Written instruction: Copy the records below word for word, from the line containing "Look at the photo above. For each instance of the tree" up to and including the last line of the records.

Data for processing:
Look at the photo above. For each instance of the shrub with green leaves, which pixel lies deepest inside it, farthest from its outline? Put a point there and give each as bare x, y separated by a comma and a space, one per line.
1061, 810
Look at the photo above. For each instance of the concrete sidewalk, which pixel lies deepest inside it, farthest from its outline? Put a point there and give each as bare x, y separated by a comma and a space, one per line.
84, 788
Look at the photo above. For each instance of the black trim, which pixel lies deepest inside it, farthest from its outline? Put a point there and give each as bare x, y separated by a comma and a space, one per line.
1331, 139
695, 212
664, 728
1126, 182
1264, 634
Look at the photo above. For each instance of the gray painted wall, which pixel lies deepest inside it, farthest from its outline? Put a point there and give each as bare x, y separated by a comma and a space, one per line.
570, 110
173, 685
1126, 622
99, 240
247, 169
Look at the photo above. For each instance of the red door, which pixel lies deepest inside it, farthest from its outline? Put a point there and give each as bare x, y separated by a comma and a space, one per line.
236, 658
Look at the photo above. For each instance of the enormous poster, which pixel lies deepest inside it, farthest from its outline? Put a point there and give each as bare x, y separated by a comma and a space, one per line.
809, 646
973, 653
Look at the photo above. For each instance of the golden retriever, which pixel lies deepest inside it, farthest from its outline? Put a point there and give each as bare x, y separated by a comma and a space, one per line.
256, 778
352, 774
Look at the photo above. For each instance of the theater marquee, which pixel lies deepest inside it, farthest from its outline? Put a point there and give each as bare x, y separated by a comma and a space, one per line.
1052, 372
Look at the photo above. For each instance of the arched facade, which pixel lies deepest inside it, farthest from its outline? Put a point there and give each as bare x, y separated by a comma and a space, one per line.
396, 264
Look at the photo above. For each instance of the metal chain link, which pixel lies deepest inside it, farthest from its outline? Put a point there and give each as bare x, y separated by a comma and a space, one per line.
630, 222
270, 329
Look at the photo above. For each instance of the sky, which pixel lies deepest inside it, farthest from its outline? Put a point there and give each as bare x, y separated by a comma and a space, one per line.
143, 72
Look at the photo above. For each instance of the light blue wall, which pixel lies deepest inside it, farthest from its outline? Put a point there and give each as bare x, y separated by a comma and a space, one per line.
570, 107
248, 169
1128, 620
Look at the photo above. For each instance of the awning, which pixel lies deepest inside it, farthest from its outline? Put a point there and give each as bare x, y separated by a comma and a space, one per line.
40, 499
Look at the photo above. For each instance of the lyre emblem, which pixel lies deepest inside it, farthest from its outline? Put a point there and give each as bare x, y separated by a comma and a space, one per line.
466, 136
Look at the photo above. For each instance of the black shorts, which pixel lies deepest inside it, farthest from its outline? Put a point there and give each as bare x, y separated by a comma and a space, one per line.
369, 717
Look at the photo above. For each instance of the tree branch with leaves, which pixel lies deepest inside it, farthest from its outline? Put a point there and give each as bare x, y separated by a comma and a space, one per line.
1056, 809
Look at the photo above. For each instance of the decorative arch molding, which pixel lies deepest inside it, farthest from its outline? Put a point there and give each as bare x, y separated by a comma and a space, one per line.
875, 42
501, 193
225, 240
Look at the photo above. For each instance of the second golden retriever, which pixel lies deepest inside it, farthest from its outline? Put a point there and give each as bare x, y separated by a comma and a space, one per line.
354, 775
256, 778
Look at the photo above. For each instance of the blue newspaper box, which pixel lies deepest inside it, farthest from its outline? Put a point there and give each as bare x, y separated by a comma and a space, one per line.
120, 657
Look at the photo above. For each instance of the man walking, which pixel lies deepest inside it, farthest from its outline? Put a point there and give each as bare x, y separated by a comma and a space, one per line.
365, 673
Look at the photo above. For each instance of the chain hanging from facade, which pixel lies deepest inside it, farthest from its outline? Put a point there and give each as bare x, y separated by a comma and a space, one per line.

Answer for the task:
Look at the photo above. For each instance of the tree branch with leaves, which pixel lies deepest inside it, farthest from its outline? Put a point there and give each as bare x, y separated by a comma and a space, one per line.
1056, 809
Look at the photo above. For each instance of the decorative arch molding, which pixel lies deepest inside it, farthest from its outline? Put a point there and give each as bare x, y separated by a comma and a space, one per line.
875, 42
501, 193
225, 240
Look at the photo above. For each instance of the second golden retriever, which pixel lies deepest inside it, farthest from its outline? Put a point there and give each as bare x, y separated by a comma and a space, one per line.
354, 775
256, 778
Look at the photo above. For each instance of the blue newspaper box, which pixel lies deepest inside it, farthest from its outline? Put a point there and give each as bare x, y separated by a comma and a space, one per line.
120, 657
Look at the photo above. For each instance of the man walking, which pixel lies deepest inside it, farthest from its outline? Put a point there and give each as bare x, y separated by a comma and a space, one per line.
365, 673
Look at the photo above. For each instance of the chain hanging from facade, which pixel lies deepest inside it, farthest from its outline? Put a point there and give each as bare x, y separated by a comma and a space, one per line.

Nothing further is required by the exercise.